(Referring expression pointing data)

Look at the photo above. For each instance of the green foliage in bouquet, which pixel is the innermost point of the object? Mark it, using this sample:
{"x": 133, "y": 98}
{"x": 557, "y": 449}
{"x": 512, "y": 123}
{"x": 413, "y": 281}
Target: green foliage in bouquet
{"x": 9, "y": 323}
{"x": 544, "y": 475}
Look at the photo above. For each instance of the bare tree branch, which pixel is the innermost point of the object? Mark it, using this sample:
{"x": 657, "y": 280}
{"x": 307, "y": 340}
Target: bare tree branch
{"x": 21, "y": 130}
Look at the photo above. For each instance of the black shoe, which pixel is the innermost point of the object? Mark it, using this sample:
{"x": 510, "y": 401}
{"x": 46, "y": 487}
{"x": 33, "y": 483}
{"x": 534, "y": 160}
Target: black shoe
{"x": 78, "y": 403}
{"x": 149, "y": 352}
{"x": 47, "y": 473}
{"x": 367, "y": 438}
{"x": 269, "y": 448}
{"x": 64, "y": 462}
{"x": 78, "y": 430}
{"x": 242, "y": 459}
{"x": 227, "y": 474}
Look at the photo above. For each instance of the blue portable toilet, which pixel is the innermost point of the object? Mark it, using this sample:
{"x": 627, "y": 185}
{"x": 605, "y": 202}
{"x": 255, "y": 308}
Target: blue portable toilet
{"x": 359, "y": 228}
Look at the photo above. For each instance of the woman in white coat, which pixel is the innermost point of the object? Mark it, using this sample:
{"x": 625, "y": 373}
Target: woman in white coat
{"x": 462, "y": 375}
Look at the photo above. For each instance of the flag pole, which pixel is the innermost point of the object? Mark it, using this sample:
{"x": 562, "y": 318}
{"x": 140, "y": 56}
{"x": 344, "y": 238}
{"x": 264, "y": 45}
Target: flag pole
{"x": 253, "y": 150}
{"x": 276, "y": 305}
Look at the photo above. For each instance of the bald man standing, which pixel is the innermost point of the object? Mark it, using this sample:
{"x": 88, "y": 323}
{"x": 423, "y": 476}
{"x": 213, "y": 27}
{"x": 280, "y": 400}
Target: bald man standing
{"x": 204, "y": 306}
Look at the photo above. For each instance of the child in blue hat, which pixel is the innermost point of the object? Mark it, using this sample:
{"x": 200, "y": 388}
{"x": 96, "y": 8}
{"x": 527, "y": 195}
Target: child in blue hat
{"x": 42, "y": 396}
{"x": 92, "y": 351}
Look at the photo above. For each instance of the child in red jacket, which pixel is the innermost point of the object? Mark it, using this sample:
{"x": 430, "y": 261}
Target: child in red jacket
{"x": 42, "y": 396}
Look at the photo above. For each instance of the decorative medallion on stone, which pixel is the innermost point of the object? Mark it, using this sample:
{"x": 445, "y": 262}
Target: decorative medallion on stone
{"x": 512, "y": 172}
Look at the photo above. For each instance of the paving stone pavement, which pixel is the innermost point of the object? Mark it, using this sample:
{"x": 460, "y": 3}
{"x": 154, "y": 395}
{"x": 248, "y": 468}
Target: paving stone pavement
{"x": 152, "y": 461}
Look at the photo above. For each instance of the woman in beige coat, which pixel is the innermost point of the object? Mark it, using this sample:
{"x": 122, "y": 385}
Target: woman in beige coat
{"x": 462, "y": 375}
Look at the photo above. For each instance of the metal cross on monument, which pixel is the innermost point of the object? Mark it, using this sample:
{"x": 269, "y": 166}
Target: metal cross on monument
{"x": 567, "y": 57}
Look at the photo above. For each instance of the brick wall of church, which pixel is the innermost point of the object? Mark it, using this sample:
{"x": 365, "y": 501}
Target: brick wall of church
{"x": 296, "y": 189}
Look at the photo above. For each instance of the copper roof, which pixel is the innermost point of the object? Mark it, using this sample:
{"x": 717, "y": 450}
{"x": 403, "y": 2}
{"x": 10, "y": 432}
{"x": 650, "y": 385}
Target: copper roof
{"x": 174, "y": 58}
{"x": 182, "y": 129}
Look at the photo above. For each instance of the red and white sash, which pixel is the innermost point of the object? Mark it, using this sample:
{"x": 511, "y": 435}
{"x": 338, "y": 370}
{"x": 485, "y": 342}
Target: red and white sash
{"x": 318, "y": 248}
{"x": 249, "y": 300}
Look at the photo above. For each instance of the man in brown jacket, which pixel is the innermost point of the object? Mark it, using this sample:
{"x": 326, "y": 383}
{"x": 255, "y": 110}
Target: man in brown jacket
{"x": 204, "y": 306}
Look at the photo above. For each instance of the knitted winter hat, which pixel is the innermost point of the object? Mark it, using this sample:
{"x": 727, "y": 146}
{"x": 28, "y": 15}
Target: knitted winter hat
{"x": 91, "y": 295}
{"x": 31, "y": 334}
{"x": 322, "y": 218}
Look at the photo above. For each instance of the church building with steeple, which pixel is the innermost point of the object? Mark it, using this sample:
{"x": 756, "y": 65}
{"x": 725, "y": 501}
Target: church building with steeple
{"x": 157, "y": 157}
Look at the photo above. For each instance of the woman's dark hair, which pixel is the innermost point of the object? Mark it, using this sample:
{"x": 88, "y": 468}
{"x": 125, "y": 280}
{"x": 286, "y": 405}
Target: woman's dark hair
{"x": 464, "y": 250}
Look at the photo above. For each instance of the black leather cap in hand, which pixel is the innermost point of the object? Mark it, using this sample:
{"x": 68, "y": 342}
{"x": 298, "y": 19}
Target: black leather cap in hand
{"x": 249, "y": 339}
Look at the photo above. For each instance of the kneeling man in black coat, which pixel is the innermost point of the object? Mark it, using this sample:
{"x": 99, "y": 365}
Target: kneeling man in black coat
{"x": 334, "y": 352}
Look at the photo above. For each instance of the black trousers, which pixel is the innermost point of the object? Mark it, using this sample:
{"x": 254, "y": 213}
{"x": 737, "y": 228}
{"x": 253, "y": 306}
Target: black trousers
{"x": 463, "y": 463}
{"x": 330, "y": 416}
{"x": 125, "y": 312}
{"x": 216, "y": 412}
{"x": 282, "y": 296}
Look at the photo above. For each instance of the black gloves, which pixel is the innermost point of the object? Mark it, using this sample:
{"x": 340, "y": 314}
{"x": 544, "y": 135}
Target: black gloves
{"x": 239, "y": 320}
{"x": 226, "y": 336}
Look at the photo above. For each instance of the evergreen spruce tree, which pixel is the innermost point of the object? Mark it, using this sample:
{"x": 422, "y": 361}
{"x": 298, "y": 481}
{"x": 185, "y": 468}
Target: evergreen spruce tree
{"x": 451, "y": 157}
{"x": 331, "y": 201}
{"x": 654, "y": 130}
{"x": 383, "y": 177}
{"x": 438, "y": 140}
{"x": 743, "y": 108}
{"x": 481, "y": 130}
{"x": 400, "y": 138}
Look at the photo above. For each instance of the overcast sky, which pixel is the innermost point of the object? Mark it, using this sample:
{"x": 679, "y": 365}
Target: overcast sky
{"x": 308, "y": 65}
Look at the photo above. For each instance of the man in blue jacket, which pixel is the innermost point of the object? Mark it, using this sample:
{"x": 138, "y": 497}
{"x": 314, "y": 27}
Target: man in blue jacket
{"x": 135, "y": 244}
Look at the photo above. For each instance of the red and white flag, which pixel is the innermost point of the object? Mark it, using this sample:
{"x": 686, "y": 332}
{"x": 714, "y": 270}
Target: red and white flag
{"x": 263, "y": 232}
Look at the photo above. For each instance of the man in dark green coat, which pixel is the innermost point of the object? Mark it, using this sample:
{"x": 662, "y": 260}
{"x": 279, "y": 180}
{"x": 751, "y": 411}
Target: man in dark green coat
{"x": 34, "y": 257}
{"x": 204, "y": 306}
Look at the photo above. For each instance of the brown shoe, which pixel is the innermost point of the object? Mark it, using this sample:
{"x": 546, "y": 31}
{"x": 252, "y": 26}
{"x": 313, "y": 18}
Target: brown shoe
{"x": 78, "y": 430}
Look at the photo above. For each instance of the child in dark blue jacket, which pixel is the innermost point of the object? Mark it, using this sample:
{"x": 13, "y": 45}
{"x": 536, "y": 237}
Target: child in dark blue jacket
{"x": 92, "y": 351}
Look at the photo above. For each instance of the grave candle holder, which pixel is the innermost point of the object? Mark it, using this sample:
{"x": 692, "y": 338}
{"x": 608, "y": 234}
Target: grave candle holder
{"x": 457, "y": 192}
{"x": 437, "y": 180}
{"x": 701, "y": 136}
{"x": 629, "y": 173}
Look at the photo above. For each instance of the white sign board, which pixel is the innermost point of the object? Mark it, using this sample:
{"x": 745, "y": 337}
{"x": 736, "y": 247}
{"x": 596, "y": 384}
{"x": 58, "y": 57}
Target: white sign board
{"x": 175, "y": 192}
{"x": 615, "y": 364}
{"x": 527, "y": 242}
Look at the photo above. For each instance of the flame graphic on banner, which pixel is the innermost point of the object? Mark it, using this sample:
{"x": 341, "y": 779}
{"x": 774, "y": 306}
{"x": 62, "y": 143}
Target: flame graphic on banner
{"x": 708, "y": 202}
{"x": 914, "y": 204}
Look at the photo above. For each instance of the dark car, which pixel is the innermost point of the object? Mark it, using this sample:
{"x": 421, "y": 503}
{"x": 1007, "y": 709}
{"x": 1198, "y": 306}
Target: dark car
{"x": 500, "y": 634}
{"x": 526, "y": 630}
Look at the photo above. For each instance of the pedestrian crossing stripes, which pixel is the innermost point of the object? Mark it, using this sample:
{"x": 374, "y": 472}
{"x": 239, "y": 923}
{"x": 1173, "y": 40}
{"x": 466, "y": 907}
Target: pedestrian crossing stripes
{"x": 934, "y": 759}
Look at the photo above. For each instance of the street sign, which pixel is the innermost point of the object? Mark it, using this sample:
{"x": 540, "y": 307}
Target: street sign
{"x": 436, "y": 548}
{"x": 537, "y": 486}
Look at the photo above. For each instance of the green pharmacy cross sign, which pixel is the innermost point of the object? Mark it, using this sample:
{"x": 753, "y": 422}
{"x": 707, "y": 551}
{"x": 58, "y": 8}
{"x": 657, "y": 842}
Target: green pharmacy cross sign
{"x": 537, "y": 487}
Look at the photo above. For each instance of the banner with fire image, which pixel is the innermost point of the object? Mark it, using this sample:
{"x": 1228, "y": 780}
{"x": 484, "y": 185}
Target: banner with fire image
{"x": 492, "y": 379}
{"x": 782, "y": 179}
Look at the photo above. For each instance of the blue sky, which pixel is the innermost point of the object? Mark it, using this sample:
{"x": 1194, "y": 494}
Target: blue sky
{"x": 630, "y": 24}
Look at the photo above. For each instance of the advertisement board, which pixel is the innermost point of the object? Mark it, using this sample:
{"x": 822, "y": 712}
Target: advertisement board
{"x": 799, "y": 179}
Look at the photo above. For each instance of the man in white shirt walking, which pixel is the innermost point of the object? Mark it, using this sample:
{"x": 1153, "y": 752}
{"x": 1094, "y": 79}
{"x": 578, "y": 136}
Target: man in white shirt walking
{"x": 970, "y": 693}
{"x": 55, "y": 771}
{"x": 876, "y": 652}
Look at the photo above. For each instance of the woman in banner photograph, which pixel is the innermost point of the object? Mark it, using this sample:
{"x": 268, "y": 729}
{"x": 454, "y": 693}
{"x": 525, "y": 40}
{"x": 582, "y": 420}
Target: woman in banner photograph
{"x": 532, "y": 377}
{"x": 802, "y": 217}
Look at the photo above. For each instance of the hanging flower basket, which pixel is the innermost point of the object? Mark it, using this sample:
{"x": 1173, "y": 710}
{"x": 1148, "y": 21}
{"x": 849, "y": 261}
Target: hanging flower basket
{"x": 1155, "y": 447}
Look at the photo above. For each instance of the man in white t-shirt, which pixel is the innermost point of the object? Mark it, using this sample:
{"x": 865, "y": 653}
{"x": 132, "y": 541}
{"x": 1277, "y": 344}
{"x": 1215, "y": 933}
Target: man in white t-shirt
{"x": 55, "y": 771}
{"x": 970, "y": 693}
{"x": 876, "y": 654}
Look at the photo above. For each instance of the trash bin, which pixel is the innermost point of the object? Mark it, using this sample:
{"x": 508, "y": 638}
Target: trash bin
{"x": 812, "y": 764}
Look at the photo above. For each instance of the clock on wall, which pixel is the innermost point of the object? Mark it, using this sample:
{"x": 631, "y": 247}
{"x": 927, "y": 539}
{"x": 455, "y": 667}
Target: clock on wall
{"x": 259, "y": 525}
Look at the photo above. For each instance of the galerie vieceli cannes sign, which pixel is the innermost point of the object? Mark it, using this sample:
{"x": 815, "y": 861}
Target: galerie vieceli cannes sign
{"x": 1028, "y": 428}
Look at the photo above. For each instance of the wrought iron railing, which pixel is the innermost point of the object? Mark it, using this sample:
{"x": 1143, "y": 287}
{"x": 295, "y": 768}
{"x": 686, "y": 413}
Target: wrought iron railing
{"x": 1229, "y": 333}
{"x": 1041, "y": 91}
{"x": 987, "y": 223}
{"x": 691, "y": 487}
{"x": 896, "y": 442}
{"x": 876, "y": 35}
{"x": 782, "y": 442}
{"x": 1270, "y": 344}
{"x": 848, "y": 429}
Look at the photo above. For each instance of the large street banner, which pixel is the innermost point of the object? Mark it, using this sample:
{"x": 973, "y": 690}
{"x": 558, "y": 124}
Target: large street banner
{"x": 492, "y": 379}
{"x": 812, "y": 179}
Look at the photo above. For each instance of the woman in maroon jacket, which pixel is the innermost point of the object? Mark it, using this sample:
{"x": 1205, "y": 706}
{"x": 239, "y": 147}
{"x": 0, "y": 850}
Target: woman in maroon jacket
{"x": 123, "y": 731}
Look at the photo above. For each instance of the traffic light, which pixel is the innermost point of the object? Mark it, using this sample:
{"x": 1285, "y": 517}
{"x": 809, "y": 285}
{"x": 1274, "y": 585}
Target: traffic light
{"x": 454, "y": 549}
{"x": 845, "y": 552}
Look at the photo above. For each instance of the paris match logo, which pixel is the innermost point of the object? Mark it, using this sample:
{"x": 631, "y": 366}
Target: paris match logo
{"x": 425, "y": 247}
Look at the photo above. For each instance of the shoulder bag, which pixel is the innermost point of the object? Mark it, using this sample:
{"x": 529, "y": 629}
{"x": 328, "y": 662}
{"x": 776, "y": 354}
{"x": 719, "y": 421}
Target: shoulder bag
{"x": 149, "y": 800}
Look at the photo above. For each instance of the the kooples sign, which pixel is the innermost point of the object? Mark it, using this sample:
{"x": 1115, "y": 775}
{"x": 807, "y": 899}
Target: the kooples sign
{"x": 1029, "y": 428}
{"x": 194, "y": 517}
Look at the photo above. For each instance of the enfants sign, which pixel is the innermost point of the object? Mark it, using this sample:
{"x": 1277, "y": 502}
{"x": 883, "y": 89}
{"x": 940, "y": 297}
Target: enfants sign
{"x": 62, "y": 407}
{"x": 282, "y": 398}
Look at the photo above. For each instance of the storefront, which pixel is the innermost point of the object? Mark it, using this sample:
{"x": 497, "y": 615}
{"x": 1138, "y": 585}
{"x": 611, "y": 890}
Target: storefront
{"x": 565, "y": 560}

• [What is needed] Your answer must be the lines above from the one containing "Look at the photo above. For each instance of the banner" to the one containing "shirt walking, which", both included, restated word for word.

• [Output of the exercise]
Look at the photo above. For each instance of the banner with fire image, which pixel is the innermost point of the object? Mark it, using this sample:
{"x": 1228, "y": 780}
{"x": 484, "y": 185}
Target: banner with fire image
{"x": 492, "y": 379}
{"x": 782, "y": 179}
Look at the photo above. For each instance of the blue sky, which pixel is the innermost point of the object? Mark it, using this sample:
{"x": 1194, "y": 494}
Target: blue sky
{"x": 630, "y": 24}
Look at the photo above. For each instance of the advertisement board, which pixel is the innermost point of the object? Mark it, using this sample:
{"x": 822, "y": 712}
Target: advertisement board
{"x": 799, "y": 179}
Look at the photo above. For each instance of the man in white shirt walking, which pixel is the innermost point of the object? Mark it, using this sample:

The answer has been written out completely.